Set problem: For the rows below, from the line containing "TARGET = river water" through the end of the rows, inclusive, substitute "pin" for every "marker" and leave everything else unchanged. Leave the pictures out of your answer.

────────────────────────────────────────

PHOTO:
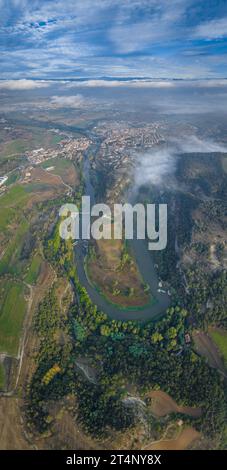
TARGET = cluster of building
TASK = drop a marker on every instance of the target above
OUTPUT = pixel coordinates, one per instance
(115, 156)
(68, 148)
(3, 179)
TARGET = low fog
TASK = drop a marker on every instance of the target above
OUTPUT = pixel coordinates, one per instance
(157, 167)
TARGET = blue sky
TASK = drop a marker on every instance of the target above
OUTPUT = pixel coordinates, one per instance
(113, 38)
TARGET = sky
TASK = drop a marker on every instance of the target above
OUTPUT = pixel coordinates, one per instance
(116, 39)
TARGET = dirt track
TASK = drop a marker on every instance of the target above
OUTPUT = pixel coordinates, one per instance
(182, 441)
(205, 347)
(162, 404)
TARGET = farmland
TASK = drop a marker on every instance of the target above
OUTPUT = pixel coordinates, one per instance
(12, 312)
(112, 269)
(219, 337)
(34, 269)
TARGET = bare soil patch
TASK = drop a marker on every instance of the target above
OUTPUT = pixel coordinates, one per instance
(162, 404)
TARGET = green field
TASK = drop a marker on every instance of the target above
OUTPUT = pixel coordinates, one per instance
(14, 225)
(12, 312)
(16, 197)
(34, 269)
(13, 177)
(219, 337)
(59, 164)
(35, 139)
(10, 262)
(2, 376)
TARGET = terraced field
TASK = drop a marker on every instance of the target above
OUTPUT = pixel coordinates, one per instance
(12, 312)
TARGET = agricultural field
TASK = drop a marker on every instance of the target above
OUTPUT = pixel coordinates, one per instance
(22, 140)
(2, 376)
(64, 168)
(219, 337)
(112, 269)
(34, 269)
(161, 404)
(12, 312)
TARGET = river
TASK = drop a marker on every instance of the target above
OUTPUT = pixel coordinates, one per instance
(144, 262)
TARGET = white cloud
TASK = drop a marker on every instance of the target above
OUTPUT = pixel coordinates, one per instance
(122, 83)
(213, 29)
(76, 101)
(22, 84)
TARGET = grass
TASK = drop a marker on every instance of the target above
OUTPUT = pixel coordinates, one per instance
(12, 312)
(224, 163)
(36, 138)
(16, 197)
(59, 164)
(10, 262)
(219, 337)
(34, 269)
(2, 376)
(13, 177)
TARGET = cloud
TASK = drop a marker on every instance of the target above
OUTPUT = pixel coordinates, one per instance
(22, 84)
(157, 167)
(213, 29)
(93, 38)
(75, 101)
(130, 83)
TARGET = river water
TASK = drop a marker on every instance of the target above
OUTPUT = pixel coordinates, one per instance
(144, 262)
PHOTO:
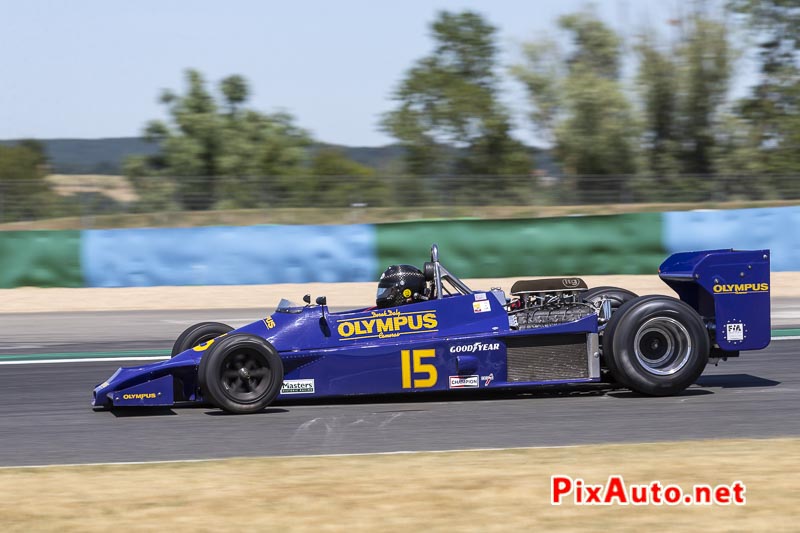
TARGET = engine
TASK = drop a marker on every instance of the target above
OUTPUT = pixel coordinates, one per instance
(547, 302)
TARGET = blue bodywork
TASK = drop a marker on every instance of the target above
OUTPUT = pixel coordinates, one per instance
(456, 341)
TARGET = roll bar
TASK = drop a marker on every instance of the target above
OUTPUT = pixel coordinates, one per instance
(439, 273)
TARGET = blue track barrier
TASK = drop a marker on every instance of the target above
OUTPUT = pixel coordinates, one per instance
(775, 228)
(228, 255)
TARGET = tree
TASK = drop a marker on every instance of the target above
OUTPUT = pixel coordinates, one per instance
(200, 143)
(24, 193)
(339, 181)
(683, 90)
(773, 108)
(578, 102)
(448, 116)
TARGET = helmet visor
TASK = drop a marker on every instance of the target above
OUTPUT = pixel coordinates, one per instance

────────────────────────────────────────

Answer to the problem:
TARGET = river water
TASK = drop a pin on every instance of the target above
OUTPUT = pixel coordinates, one per instance
(144, 262)
PHOTO:
TARGET = engine
TASK = drop a pin on every instance of the target above
OUTPUT = pixel coordinates, one per instance
(547, 302)
TARGET = blue bodywork
TASK = drop a pin on every instance of the target above
OUTPUT = pixel coordinates, one per instance
(456, 341)
TARGET = roll bar
TASK = drop a pin on every instance of the target above
OUTPUT = pixel coordinates, one per instance
(439, 273)
TARGET = blue track barrier
TASK = drop a pin on every instance of the target above
OUTPUT = pixel coordinates, one per instance
(775, 228)
(228, 255)
TARGET = tree
TASK = drop a pin on every instance of the target above
OUTPUT = pixel coordinates, one per instance
(200, 143)
(24, 193)
(339, 181)
(683, 90)
(773, 108)
(578, 102)
(448, 116)
TARGET = helmet visor
TASK = drop a pin on every instance of the target above
OUTPUT = pixel coordinates, one per instance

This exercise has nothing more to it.